→ **WHAT IS EXPECTED**:
Can you copy out the part of the listing below that opens with the line containing "For the benchmark, point to the sidewalk" and runs through the end of the listing, changing "sidewalk curb" to "street curb" and leaving everything else unchanged?

→ **MATERIAL FOR THE TASK**:
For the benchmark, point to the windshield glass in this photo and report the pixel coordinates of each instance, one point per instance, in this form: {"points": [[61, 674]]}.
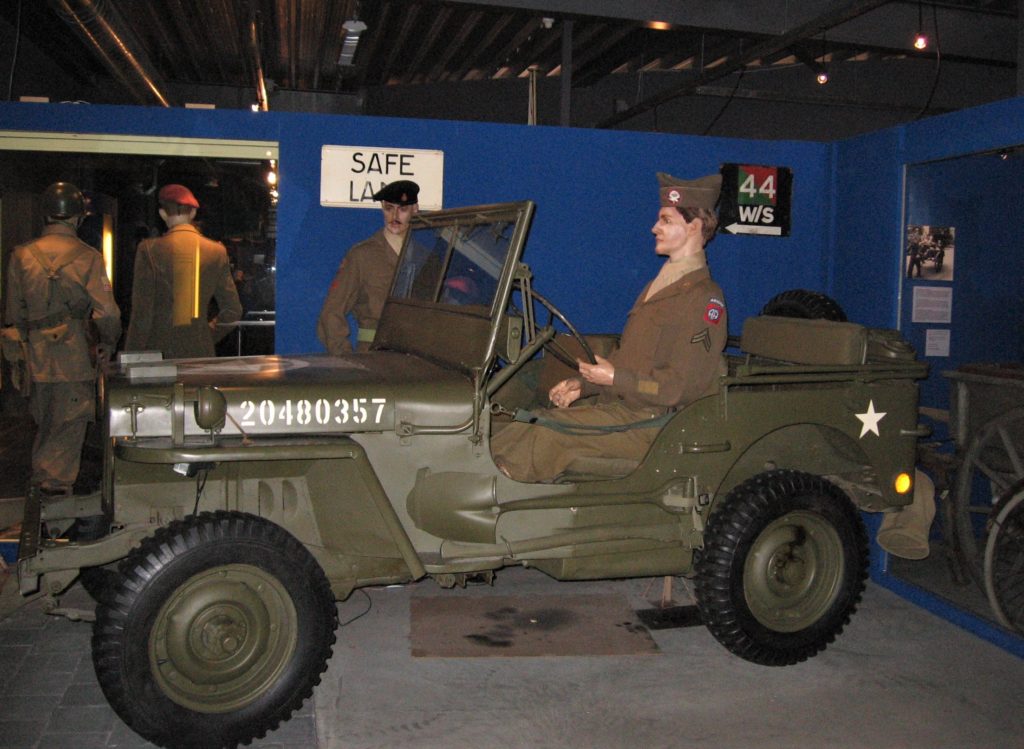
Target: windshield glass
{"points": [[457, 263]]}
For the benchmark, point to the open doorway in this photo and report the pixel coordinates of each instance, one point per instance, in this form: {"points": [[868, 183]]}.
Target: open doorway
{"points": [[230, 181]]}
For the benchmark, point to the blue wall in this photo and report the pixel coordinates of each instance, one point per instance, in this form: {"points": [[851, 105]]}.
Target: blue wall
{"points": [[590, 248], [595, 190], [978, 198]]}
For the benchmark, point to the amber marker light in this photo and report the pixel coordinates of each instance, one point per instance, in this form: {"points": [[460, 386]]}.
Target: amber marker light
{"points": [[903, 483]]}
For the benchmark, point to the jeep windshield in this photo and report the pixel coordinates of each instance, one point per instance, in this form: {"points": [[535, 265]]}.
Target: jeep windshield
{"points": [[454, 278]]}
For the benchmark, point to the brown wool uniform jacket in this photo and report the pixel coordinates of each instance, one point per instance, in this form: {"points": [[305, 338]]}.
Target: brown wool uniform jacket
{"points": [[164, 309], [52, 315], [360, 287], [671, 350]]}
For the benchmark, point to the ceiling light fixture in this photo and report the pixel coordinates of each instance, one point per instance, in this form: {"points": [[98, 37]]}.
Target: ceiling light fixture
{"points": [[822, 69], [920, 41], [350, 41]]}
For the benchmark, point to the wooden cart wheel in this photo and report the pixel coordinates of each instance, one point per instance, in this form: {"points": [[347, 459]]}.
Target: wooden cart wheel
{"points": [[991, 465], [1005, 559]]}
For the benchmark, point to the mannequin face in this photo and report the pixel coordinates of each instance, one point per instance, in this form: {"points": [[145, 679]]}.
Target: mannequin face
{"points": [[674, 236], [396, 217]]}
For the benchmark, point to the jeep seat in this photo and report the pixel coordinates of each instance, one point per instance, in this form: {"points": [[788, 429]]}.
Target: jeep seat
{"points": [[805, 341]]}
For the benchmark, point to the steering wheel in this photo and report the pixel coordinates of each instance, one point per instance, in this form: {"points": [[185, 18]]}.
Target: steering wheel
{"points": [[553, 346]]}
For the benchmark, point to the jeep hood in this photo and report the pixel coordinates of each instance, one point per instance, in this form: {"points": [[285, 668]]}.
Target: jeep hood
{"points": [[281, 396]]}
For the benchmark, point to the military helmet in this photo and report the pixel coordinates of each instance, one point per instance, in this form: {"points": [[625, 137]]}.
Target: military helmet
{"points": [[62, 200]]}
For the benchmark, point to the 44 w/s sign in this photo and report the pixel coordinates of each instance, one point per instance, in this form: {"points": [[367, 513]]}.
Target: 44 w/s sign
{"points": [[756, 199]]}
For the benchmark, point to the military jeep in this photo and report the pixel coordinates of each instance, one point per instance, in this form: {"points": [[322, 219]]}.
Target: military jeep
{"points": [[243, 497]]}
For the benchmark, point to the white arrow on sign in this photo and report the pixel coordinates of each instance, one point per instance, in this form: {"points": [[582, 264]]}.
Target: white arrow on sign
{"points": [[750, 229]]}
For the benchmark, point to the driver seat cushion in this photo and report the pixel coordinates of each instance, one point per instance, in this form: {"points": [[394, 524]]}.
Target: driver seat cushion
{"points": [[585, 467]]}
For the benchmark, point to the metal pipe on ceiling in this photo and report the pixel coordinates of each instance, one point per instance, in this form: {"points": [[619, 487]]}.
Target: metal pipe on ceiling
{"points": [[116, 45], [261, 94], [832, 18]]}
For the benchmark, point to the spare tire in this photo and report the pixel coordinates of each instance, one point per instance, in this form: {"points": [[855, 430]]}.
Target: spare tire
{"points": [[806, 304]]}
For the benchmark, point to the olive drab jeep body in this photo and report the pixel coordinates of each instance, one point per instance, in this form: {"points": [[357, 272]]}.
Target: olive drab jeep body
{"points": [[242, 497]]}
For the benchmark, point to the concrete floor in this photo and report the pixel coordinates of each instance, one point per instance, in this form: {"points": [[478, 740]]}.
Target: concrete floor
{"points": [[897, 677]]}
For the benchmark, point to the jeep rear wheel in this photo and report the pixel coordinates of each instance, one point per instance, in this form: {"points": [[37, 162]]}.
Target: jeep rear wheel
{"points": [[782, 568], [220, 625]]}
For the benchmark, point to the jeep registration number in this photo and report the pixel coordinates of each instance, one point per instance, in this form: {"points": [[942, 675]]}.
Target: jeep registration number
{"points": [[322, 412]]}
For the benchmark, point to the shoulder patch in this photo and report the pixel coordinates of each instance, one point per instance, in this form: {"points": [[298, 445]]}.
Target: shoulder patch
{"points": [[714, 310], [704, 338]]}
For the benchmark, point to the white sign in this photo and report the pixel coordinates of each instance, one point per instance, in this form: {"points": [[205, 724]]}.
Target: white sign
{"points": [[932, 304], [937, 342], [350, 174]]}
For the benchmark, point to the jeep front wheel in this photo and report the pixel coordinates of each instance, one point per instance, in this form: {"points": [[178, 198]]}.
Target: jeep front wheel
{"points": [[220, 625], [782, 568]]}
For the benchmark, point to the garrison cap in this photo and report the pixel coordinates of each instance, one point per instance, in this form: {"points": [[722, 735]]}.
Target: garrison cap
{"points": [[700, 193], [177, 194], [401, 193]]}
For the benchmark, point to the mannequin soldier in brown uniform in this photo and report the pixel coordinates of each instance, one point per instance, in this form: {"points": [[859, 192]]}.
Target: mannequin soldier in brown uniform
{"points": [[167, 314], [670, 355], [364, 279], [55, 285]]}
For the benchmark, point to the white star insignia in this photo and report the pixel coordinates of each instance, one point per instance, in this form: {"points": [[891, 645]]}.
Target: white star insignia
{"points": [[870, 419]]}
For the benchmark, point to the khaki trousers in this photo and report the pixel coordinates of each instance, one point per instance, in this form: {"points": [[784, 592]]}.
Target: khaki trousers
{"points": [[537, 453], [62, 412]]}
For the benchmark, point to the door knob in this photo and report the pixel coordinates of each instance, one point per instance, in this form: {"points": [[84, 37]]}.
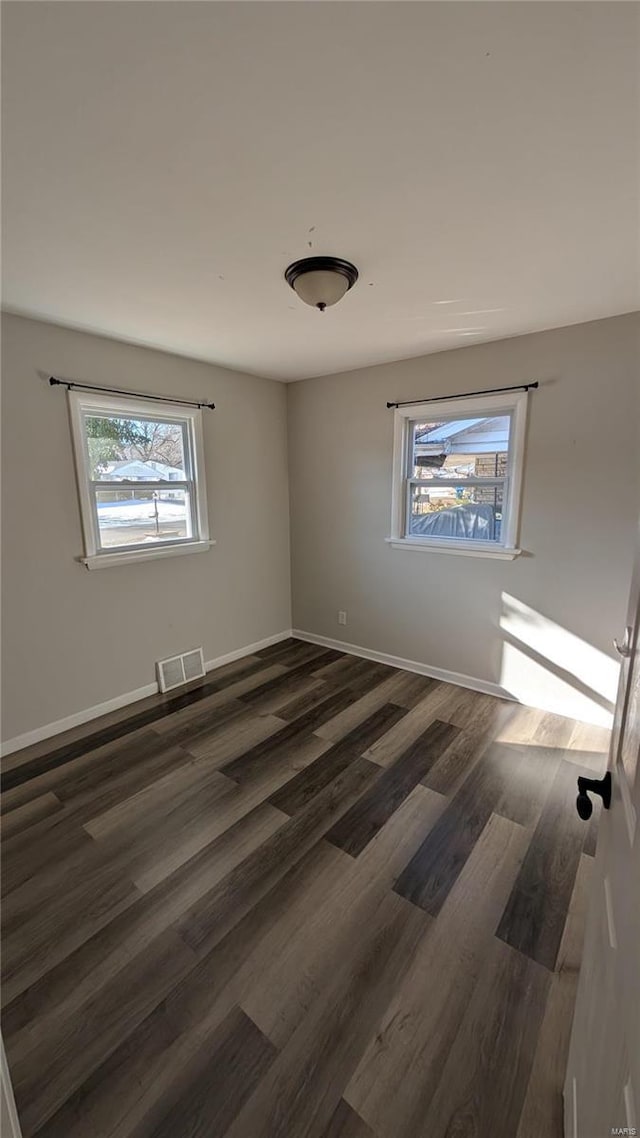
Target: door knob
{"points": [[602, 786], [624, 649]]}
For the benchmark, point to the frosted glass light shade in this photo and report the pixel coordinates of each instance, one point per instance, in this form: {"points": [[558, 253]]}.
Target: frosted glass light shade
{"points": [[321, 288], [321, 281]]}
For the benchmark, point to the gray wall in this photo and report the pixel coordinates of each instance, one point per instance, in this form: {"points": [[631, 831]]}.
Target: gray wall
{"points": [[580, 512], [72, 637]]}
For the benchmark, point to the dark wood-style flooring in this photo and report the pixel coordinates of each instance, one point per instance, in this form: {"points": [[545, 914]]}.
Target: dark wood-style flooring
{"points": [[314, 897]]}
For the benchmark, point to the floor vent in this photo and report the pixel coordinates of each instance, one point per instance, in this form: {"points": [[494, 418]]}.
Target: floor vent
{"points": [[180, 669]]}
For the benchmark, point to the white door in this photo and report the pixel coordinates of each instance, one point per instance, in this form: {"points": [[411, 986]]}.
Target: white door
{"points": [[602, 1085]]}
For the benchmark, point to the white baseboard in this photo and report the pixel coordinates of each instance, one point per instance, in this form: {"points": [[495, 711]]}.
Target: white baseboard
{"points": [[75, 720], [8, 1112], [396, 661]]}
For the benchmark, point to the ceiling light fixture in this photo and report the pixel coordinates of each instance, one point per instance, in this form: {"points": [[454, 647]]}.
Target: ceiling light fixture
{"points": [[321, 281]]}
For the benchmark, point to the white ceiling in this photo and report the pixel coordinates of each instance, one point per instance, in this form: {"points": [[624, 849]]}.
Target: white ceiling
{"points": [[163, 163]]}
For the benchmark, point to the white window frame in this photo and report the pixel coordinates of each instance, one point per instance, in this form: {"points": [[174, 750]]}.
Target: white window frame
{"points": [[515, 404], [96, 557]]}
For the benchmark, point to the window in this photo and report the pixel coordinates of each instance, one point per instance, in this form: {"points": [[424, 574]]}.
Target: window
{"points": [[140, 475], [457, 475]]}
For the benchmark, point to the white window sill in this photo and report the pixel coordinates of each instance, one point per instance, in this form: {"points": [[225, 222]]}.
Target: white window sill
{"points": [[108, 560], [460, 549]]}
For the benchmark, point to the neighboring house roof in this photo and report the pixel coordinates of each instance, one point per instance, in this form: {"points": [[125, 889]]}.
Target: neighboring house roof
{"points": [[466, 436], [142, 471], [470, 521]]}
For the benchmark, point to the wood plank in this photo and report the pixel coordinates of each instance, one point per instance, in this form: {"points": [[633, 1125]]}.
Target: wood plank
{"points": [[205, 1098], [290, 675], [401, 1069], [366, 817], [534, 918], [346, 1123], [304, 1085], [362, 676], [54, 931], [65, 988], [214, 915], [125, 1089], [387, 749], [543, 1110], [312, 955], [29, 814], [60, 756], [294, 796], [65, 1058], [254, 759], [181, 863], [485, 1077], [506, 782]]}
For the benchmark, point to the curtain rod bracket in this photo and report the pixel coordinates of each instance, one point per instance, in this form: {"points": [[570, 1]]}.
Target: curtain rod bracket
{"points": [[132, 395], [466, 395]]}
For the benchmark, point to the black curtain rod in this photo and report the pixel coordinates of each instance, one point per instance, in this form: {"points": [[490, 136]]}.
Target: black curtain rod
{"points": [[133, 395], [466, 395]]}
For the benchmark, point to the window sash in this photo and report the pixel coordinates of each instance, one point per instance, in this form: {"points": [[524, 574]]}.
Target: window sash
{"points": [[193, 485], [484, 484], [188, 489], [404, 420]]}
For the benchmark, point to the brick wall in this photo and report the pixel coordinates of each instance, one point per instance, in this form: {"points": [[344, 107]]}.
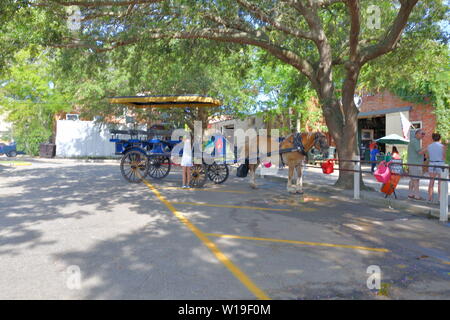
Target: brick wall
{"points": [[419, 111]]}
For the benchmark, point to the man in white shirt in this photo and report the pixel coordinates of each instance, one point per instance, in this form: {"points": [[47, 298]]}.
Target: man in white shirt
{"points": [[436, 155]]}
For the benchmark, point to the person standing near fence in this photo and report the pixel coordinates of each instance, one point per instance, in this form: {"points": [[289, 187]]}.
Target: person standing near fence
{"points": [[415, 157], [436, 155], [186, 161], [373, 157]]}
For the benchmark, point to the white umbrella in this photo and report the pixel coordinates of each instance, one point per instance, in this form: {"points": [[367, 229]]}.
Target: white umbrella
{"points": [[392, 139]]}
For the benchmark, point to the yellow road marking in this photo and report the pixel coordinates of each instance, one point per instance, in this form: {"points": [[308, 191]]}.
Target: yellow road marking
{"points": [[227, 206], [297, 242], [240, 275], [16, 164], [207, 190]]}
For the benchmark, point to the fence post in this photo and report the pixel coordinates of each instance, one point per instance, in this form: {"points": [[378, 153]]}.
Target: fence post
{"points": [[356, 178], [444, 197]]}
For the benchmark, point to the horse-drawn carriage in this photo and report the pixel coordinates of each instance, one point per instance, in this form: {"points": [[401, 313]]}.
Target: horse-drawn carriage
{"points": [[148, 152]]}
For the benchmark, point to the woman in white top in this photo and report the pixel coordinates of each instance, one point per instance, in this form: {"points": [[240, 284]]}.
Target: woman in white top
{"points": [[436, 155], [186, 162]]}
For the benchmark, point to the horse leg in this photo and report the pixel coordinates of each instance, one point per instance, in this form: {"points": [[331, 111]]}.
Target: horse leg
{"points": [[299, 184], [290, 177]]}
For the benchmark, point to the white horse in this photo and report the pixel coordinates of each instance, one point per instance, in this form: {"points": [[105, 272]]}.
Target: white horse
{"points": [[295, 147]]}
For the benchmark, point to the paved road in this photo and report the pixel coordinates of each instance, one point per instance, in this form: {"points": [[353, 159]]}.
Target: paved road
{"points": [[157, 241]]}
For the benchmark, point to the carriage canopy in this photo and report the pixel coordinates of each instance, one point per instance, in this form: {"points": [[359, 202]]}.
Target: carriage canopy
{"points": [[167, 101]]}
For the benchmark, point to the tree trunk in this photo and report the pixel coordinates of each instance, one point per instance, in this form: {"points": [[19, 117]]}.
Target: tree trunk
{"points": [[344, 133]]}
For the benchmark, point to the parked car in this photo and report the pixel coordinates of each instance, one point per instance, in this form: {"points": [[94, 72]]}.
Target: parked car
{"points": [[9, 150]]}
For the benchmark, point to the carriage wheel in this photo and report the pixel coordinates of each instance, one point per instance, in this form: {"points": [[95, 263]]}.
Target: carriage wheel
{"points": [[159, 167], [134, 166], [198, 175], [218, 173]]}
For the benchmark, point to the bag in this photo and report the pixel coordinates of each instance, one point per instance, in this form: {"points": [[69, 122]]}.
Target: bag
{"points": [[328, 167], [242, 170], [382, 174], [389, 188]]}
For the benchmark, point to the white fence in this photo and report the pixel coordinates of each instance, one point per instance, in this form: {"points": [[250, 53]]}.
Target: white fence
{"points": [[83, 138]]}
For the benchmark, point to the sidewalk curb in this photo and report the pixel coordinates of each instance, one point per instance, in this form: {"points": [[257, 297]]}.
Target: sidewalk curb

→ **REPLY**:
For the benchmark, point to the street curb in this photo and report the pixel coordinates of each instance, one point per instance, in this form: {"points": [[257, 297]]}.
Target: street curb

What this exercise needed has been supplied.